### [DATA FOR THE TASK]
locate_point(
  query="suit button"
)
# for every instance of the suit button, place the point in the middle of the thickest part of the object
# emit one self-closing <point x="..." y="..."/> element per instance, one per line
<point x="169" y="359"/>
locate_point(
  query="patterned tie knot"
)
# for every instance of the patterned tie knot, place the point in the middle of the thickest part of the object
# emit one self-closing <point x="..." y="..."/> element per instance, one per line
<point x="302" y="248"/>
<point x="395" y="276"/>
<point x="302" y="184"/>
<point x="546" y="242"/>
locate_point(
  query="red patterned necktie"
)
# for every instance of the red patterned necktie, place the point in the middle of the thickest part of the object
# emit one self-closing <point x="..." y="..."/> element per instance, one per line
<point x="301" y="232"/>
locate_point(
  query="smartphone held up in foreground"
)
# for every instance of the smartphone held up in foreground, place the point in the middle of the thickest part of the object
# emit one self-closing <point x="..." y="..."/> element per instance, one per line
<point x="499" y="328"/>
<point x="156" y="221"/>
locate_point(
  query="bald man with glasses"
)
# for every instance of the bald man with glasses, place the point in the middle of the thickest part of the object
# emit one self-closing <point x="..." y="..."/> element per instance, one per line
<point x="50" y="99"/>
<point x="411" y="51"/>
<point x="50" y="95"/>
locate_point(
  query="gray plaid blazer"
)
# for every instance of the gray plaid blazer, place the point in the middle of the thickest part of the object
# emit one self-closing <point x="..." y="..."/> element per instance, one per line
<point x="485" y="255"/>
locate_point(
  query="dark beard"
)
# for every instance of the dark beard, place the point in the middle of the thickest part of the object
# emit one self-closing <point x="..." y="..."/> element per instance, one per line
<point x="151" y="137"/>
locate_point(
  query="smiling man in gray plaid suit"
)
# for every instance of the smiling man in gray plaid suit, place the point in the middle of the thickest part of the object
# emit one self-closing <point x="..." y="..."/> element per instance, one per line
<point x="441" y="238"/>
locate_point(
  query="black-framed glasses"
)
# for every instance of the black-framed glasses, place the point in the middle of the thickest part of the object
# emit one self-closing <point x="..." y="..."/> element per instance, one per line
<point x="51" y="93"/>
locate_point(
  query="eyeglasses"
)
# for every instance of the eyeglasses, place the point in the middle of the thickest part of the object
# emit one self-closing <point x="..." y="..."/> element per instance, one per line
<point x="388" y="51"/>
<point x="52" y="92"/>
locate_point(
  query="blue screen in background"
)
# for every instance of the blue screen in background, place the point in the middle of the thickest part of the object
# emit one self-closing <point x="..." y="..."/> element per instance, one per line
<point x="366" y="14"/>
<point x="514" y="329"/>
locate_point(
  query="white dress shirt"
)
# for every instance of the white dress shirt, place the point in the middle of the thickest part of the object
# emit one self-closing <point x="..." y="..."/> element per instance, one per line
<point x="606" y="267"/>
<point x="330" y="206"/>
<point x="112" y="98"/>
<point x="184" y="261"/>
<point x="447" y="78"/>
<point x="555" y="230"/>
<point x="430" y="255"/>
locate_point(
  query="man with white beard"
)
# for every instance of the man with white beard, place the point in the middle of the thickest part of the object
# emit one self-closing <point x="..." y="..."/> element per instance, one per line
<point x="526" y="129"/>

### [THE PROBLEM]
Write the entire listing out again, word for word.

### [RESULT BELOW]
locate_point(
  query="suit button"
)
# for every instance of the suit button, place the point in the middle of the thickest part of the object
# emit one self-closing <point x="..." y="..."/> element per instance, one per line
<point x="169" y="359"/>
locate_point(
  query="patterned tie knot"
)
# for every instance of the patterned tie knot, place the point in the middle of the thickest part of the object
# emit one self-closing <point x="..." y="..."/> element per instance, one per line
<point x="302" y="248"/>
<point x="395" y="276"/>
<point x="302" y="184"/>
<point x="546" y="242"/>
locate_point(
  query="red patterned necktie"
)
# for every instance of the red patterned necktie, place the point in the middle of the thickest part of the object
# emit one self-closing <point x="..." y="..."/> element per instance, one per line
<point x="301" y="232"/>
locate_point(
  query="smartphone held up in foreground"
)
# for every instance of the smartphone held up in foreground, place the point in the middle of the thickest part of the object
# emit one self-closing <point x="..." y="..."/> element per instance, one per line
<point x="499" y="328"/>
<point x="156" y="221"/>
locate_point(
  query="bald man with glasses"
)
# for every instance of the bald man with glasses, place the point in the middle of the thickest part of the object
# emit one self-closing <point x="..." y="..."/> element per instance, one per line
<point x="50" y="99"/>
<point x="411" y="51"/>
<point x="50" y="95"/>
locate_point(
  query="gray plaid blazer"
)
# for every instance of the gray plaid blazer, place the point in the middle of the thickest part of the object
# emit one self-closing <point x="..." y="..."/> element per instance, one per line
<point x="485" y="255"/>
locate_point(
  query="dark beard"
)
# for every instance of the dark beard, place the point in the middle of the thickest part of the object
# emit one self-closing <point x="..." y="..."/> element per instance, one per line
<point x="151" y="137"/>
locate_point(
  query="smiling man in gray plaid suit"
)
# for every instance of the smiling man in gray plaid suit, place the point in the middle of the thickest part of the object
# emit one self-closing <point x="..." y="..."/> element per instance, one per line
<point x="441" y="238"/>
locate_point(
  query="black-framed glasses"
)
# for every instance of the black-framed glasses, place the point in the middle of the thickest part of the object
# emit one self-closing <point x="..." y="..."/> element per instance, one per line
<point x="51" y="93"/>
locate_point(
  query="eyeglasses"
)
# for every instance of the eyeglasses, place the point in the middle of the thickest part of the object
# emit one self-closing <point x="..." y="..."/> element per instance, one per line
<point x="388" y="51"/>
<point x="52" y="92"/>
locate_point(
  query="blue screen in background"
)
# for every instance of the blue screen in background, place the point in the middle of the thickest part of the object
# emit one self-closing <point x="..." y="..."/> element per instance, one per line
<point x="366" y="14"/>
<point x="514" y="329"/>
locate_point(
  query="white dress shirt"
)
# for every instance of the white dress shirt, place the point in the middle of the thickest part of the object
# emit one self-closing <point x="..." y="..."/> element per instance, one per line
<point x="606" y="267"/>
<point x="330" y="206"/>
<point x="112" y="98"/>
<point x="184" y="261"/>
<point x="447" y="78"/>
<point x="555" y="230"/>
<point x="430" y="255"/>
locate_point(
  query="man with white beard"
)
# for every instance of the man with white beard, place the point in the middle of the thickest part of the object
# emit one self-closing <point x="..." y="..."/> element per instance, one per line
<point x="526" y="129"/>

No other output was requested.